### ARTICLE

Item 3.01 Notice of Delisting or Failure
to Satisfy a Continued Listing Rule or Standard; Transfer of Listing.
The information contained in Item 2.01 of
this Current Report on Form 8-K is incorporated by reference into this Item 3.01.
In connection with the consummation of the Merger,
on the Closing Date, the Company notified Nasdaq that the Merger had been consummated and that each issued and outstanding Share (other
than any Excluded Share) had been converted into the right to receive the Merger Consideration, without interest. The Company requested
that Nasdaq (i) halt trading of the Shares on Nasdaq prior to the open of trading on the Closing Date, (ii) withdraw the Shares
from listing on Nasdaq and (iii) file with the U.S. Securities and Exchange Commission (the “SEC”) a Notification
of Removal from Listing and/or Registration under Section 12(b) of the Securities Exchange Act of 1934, as amended (the “Exchange
Act”), on Form 25 to report that the Shares are no longer listed on Nasdaq and to apply for the deregistration of the Shares
under Section 12(b) of the Exchange Act. As a result, the Shares, which previously traded under the symbol “ATVI”,
will no longer be listed on Nasdaq.
In addition, the Company intends to file a certification
on Form 15 with the SEC to suspend the Company’s reporting obligations under Sections 13 and 15(d) of the Exchange
Act.
Item 3.03 Material Modification to Rights
of Security Holders.
The information contained in Item 2.01, Item 3.01, Item 5.01
and Item 5.03 of this Current Report on Form 8-K is incorporated by reference into this Item 3.03.
As a result of the consummation of the Merger,
at the Effective Time, holders of the Shares immediately prior to such time (except as described in Item 2.01 of this Current Report
on Form 8-K) ceased to have any rights as stockholders of the Company (other than their right to receive the Merger Consideration
pursuant to the terms of the Merger Agreement).
Item 5.01 Changes in Control of Registrant.
The information contained in Item 2.01, Item 3.01
and Item 5.02 of this Current Report on Form 8-K is incorporated by reference into this Item 5.01.
As a result of the consummation of the Merger,
at the Effective Time, a change in control of the Company occurred and the Company became a wholly owned subsidiary of Parent.
Item 5.02 Departure of Directors or Certain
Officers; Election of Directors; Appointment of Certain Officers; Compensatory Arrangements of Certain Officers.

### STORED DATA
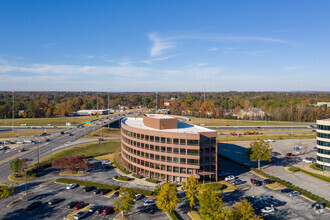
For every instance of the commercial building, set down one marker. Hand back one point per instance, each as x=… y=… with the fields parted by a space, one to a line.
x=163 y=148
x=323 y=144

### SET TASKS
a: In the Form 8-K excerpt that precedes the data, reproduce the stretch from "Item 5.01 Changes" through "subsidiary of Parent.", substituting "change of control" for "change in control".
b: According to the Form 8-K excerpt, under what symbol did the Shares previously trade?
c: Continue the Form 8-K excerpt from the point where it stops.

### TASK RESPONSES
a:
Item 5.01 Changes in Control of Registrant.
The information contained in Item 2.01, Item 3.01
and Item 5.02 of this Current Report on Form 8-K is incorporated by reference into this Item 5.01.
As a result of the consummation of the Merger,
at the Effective Time, a change of control of the Company occurred and the Company became a wholly owned subsidiary of Parent.

b: The Shares previously traded under the symbol "ATVI".

c:
The information contained in Item 2.01 of
this Current Report on Form 8-K is incorporated by reference into this Item 5.02.
As a result of the Merger and pursuant to the
Merger Agreement, each of Reveta Bowers, Kerry Carr, Robert Corti, Brian Kelly, Robert Kotick, Barry Meyer, Robert Morgado, Peter Nolan
and Dawn Ostroff resigned and ceased to be directors of the Company and members of any committee or subcommittee of the Company’s
Board of Directors as of the Effective Time, and Keith R. Dolliver and Benjamin O. Orndorff, who constituted the directors of Merger Sub
as of immediately prior to the Effective Time, became the directors of the Company.
Item 5.03 Amendments to Articles of Incorporation
or Bylaws; Change in Fiscal Year.
Pursuant to the Merger Agreement, effective as
of the Effective Time, the certificate of incorporation and the bylaws of the Company were amended and restated in their entirety. A copy
of the Fourth Amended and Restated Certificate of Incorporation and Sixth Amended and Restated Bylaws of the Company are filed as Exhibits 3.1
and 3.2, respectively, to this Current Report on Form 8-K and are incorporated herein by reference.
Item 9.01 Financial Statements and Exhibits.
(d) Exhibits.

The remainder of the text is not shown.